- _Task to carry out_:
The answer consists solely of the data below, reproduced exactly.
BEGIN Material for this exercise
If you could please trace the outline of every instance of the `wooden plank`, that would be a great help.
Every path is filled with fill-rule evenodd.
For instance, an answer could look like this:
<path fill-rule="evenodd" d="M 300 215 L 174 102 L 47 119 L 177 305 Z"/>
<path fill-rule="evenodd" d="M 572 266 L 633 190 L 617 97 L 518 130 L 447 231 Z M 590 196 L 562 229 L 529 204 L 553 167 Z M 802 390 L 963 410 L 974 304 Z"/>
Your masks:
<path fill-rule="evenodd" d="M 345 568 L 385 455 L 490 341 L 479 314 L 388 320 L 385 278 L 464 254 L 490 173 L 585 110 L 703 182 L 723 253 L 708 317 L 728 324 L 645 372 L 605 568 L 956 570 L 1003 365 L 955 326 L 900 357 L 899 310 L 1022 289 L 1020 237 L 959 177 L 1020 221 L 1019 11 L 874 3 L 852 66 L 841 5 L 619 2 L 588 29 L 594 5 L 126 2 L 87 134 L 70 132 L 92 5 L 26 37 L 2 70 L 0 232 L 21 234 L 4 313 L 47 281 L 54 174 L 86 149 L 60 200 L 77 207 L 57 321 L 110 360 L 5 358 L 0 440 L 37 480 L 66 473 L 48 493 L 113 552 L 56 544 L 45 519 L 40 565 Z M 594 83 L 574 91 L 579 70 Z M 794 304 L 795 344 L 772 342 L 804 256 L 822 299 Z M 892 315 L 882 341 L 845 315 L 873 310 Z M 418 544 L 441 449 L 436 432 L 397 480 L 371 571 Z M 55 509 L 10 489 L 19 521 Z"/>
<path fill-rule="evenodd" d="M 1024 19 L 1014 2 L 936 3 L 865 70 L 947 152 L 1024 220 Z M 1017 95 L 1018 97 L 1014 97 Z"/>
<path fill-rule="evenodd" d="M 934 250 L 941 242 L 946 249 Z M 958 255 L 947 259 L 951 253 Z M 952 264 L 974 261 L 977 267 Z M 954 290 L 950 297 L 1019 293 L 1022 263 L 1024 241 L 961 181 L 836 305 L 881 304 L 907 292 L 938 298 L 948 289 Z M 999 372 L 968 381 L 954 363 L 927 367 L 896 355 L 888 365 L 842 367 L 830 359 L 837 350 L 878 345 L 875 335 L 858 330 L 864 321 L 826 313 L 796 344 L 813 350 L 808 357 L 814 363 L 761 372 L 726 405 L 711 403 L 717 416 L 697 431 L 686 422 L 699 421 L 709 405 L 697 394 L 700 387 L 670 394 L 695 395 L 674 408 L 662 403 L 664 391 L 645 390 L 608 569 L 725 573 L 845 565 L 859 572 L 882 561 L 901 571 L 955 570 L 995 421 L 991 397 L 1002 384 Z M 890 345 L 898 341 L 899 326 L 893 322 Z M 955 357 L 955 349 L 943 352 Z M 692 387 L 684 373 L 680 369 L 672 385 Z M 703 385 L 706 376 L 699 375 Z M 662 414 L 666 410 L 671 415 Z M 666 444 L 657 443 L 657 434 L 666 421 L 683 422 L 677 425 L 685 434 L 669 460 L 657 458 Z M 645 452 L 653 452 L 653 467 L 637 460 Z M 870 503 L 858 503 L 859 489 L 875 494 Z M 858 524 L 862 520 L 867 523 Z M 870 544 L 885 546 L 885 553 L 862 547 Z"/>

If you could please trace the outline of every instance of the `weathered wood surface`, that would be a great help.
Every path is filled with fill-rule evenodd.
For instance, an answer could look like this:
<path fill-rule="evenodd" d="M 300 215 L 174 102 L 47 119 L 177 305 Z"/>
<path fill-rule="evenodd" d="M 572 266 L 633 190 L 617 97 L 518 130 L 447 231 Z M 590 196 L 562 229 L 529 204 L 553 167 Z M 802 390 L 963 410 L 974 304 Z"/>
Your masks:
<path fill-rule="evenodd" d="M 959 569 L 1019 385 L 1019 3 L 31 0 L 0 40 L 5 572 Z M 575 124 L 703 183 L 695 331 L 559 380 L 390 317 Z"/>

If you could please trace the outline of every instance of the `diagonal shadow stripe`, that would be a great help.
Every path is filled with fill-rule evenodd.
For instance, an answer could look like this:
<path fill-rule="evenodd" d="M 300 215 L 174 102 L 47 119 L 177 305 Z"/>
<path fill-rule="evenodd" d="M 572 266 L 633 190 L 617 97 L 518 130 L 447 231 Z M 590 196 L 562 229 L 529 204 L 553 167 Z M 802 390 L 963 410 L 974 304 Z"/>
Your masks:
END Material for this exercise
- _Task output_:
If you could please trace the outline of every instance of the `wooden plank`, that would be a great help.
Every path is filled with fill-rule evenodd.
For instance, an answer could look like this:
<path fill-rule="evenodd" d="M 300 215 L 174 102 L 47 119 L 177 305 Z"/>
<path fill-rule="evenodd" d="M 572 266 L 633 190 L 617 97 L 518 130 L 447 231 Z M 590 196 L 562 229 L 529 204 L 553 167 Z M 802 390 L 963 410 L 974 304 Z"/>
Your masks:
<path fill-rule="evenodd" d="M 345 568 L 385 455 L 490 341 L 479 314 L 388 320 L 385 278 L 464 254 L 490 173 L 585 110 L 703 182 L 723 253 L 708 317 L 728 324 L 645 372 L 605 568 L 956 570 L 1003 365 L 955 326 L 900 357 L 899 310 L 1022 289 L 1020 237 L 959 177 L 1020 221 L 1019 11 L 874 3 L 852 66 L 841 5 L 619 2 L 588 29 L 594 5 L 126 2 L 87 134 L 70 132 L 92 5 L 26 37 L 2 70 L 0 232 L 21 234 L 4 313 L 47 281 L 54 174 L 86 149 L 60 200 L 77 207 L 57 321 L 110 360 L 5 358 L 0 440 L 37 480 L 66 473 L 48 493 L 113 552 L 56 544 L 45 519 L 40 565 Z M 594 83 L 574 91 L 579 70 Z M 794 304 L 795 344 L 772 342 L 804 256 L 822 299 Z M 892 315 L 882 341 L 845 315 L 873 310 Z M 418 544 L 441 449 L 436 432 L 397 480 L 371 571 Z M 55 509 L 10 489 L 19 521 Z"/>
<path fill-rule="evenodd" d="M 1024 19 L 1014 2 L 936 3 L 865 70 L 947 152 L 1024 220 Z M 1017 95 L 1018 97 L 1014 97 Z"/>
<path fill-rule="evenodd" d="M 934 250 L 941 242 L 946 249 Z M 958 255 L 947 259 L 951 253 Z M 952 264 L 974 261 L 977 267 Z M 954 290 L 950 297 L 1019 293 L 1022 263 L 1024 241 L 961 181 L 836 305 L 881 304 L 907 292 L 938 298 L 948 289 Z M 999 372 L 968 381 L 954 363 L 927 367 L 896 355 L 888 365 L 842 367 L 830 359 L 837 350 L 878 345 L 875 335 L 858 330 L 864 321 L 826 313 L 796 344 L 813 350 L 808 357 L 814 363 L 761 372 L 726 405 L 711 403 L 717 416 L 697 431 L 686 422 L 699 421 L 709 405 L 697 394 L 700 387 L 670 394 L 695 395 L 674 408 L 662 403 L 664 391 L 645 390 L 608 569 L 725 573 L 845 565 L 859 572 L 882 561 L 901 571 L 955 570 L 995 421 L 991 397 L 1002 384 Z M 890 345 L 898 341 L 899 326 L 893 322 Z M 955 357 L 955 349 L 943 352 Z M 692 387 L 684 373 L 680 369 L 672 385 Z M 703 385 L 706 376 L 699 375 Z M 662 414 L 666 410 L 671 415 Z M 666 444 L 657 443 L 657 434 L 666 421 L 683 422 L 677 425 L 685 434 L 669 460 L 657 458 Z M 645 452 L 653 452 L 653 467 L 637 460 Z M 870 503 L 858 503 L 859 489 L 875 494 Z M 858 524 L 862 520 L 867 523 Z M 870 544 L 885 546 L 885 553 L 862 547 Z"/>

If you could please trace the outline of every instance of the `weathered wood surface`, that would be a great help.
Every path is filled with fill-rule evenodd.
For instance, an answer could look like this:
<path fill-rule="evenodd" d="M 300 215 L 174 102 L 47 119 L 177 305 Z"/>
<path fill-rule="evenodd" d="M 572 266 L 633 190 L 617 97 L 518 130 L 447 231 Z M 590 196 L 562 229 L 529 204 L 553 167 Z M 802 390 L 963 410 L 974 304 Z"/>
Your masks:
<path fill-rule="evenodd" d="M 959 569 L 1019 385 L 1019 3 L 31 0 L 0 40 L 5 572 Z M 575 124 L 703 183 L 695 331 L 559 380 L 390 317 Z"/>

If you could please trace the outline of every instance of the `diagonal shadow stripe`, that would be a great help.
Every path is filled with fill-rule evenodd.
For instance, an answer could look like this:
<path fill-rule="evenodd" d="M 300 215 L 174 102 L 47 119 L 177 305 Z"/>
<path fill-rule="evenodd" d="M 572 266 L 633 190 L 617 97 L 518 130 L 447 231 Z M 590 196 L 562 229 L 529 204 L 553 167 Z M 802 390 L 963 410 L 974 304 Z"/>
Your masks:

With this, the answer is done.